In addition to these considerations on our attitude toward hurting or helping our fellow subjects of Christ the King by our economic activity or our choices as consumers, there is one additional thing which has been insisted upon by the Church's Magisterium that is important to her social doctrine. This is nicely expressed by St. Paul in his first letter to Timothy, chapter 6, verse 8. He writes, "...if we have food and clothing, with these we shall be content," and just after that, in verse 10, "For the love of money is the root of all evils...." These verses may serve to introduce the notion of a certain necessary restraint in our possession and use of material goods. The entire aim of the Christian revelation and of the divine economy is to save mankind from eternal death. Our life here on earth is not our final fulfillment. While certainly they are not evil, material things in this world are merely our temporary possessions, and, as the New Testament points out in many places, they can easily come between us and God. But since for some time our society has piled up more riches every decade, and people usually acquire a higher standard of living as they grow older, we must stop and ask ourselves the question whether all this is a good or not. Has it helped to remove the attention of our minds from the inevitable fact of our coming death and judgment? Can riches cloud our intellects and weaken our wills, so that we do not strive for heavenly things with the ardor that we ought to? Were our ancestors, poorer than we, perhaps more pious than we? Yet we are accustomed to justify our economic system with the argument that it produces great wealth and has made us rich in comparison with those who lived before us. Perhaps the best reply to that is the words of St. James, "Come now, you rich, weep and howl for the miseries that are coming upon you" (James 5:1). If we really believe that the Faith is true, we must be prepared to scrutinize all that we do and all that our society does in the light of the Gospel and of the one thing necessary, the attaining of eternal salvation.

When we look at the connection between the Church's social doctrine and her teaching concerning our salvation, then perhaps we can see the social doctrine in a new light. Instead of debating whether this social doctrine is liberal or conservative, according to current secular categories and terms, we ought to see that despite whatever accidental resemblance it sometimes has with one or the other, it is in fact neither. Rather it is for the guidance of the royal government of Jesus Christ, for the brotherhood established by God the Father at our creation, and even more for the brotherhood of the Mystical Body of Jesus Christ. It is the means by which we can live so that even in our business activities we can say, again with St. Paul,

But our commonwealth is in heaven, and from it we await a Savior, the Lord Jesus Christ, who will change our lowly body to be like his glorious body, by the power which enables him even to subject all things to himself.(Philippians 3:20-21)

Requirements:
A) Answer each question from the passage on Church social doctrine above.
(i) Which chapter and verse of St. Paul's first letter to Timothy contains "if we have food and clothing, with these we shall be content"?
(ii) What does the passage name as the entire aim of the Christian revelation and of the divine economy?
(iii) Which two secular categories does the passage say the Church's social doctrine belongs to neither of?
B) In the passage on Church social doctrine above, rewrite the paragraph beginning "When we look at the connection" in fewer words, keeping its main points.
C) Carry the passage on Church social doctrine forward, writing the paragraph that comes after its final quotation.
The records after this point are separate material and have no connection to the passage on Church social doctrine.

Extracted entries:
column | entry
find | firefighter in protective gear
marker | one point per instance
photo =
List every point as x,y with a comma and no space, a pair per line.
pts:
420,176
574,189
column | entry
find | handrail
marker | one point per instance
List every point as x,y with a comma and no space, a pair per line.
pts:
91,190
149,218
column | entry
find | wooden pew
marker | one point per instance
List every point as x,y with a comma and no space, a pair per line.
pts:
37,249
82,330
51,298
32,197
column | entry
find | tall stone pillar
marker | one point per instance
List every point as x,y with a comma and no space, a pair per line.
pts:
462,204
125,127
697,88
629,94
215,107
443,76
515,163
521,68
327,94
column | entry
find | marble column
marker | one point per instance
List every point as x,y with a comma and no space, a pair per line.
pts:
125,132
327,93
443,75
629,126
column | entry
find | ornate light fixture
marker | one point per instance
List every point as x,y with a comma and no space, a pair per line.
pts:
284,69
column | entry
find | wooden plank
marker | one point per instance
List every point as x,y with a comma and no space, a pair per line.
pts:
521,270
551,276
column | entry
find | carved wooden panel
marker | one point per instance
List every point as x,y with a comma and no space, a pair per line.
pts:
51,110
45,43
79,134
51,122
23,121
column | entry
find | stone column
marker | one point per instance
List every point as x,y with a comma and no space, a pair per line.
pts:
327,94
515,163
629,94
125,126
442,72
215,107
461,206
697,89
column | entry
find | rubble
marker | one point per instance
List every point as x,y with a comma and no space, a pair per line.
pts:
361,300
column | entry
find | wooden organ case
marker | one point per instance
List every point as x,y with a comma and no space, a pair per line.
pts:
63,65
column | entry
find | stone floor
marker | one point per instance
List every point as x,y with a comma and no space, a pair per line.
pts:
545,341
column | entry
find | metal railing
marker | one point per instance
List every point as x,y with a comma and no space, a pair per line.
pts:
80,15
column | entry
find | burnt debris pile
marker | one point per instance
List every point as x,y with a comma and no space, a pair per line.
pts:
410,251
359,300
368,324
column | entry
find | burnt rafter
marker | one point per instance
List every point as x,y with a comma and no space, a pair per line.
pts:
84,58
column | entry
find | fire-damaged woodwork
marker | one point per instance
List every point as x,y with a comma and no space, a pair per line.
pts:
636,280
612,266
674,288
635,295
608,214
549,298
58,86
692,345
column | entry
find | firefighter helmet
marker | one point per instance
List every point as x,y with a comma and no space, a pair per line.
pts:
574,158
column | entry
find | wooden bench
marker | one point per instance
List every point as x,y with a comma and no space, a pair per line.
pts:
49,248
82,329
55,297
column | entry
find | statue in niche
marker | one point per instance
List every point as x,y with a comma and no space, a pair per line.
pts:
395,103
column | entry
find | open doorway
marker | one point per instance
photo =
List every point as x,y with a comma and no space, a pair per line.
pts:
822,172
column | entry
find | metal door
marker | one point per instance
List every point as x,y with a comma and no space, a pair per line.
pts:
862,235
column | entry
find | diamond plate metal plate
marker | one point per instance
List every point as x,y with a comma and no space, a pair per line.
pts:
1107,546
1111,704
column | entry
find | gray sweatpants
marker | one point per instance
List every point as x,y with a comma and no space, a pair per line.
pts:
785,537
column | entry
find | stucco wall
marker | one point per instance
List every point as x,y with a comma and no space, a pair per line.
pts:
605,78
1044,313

Answers for the tasks:
A)
(i) Chapter 6, verse 8.
(ii) To save mankind from eternal death.
(iii) Liberal and conservative.

B) Linking the Church's social doctrine to her teaching on salvation may show that doctrine in a new light. It may sometimes resemble liberal or conservative positions by accident, but it is neither. Instead, it guides the royal government of Jesus Christ, the brotherhood God the Father established at our creation, and above all the brotherhood of the Mystical Body of Christ. Through it we can live so that even in business we can repeat St. Paul's words.

C)
If the Kingship of Christ Jesus over all men and over every aspect of human affairs is a fact, not merely a fancy which we use to decorate our piety at appropriate times, then this fact requires our utmost attention, and all the other activities and institutions of human existence must be shaped to recognize that Kingship. Thus we see that far from being something extra added onto Catholic dogma, the social teachings are integral parts of the realization of the Lordship of Jesus Christ the King. Every year we celebrate the feast of the Kingship of Christ and thus every year we have a new opportunity publicly to reaffirm these truths. But every single day we have the opportunity not just to reaffirm them, but to try to see how they can be put into practice. Otherwise, how can we avoid the condemnation of that Supreme Pontiff, who said of social modernism, "We condemn it as strongly as We do dogmatic Modernism?"


Notes

1. Encyclical Ubi Arcano, no. 55.

2. Ibid., no. 56.

3. Encyclical Sollicitudo Rei Socialis, no. 41.

4. Encyclical Rerum Novarum, no. 1.

5. Encyclical Quadragesimo Anno, no. 41.

6. Cf. Encyclical Centesimus Annus, no. 10.

7. Cf. Encyclical Sollicitudo Rei Socialis, no. 36.

8. To mention only a few examples, see Rerum Novarum, nos. 22, 25; Quadragesimo Anno, nos. 76-80, 88, 110, 132-133 and 136; Centesimus Annus, nos. 48-51.

9. Encyclical Quas Primas, no. 8.

10. Encyclical Quadragesimo Anno, no. 88.

11. Cf. Encyclical Quadragesimo Anno, no. 42.

Published in The Catholic Faith, vol. 2, no. 1, January/February 1996

©Thomas Storck
Thomas Storck writes from Maryland.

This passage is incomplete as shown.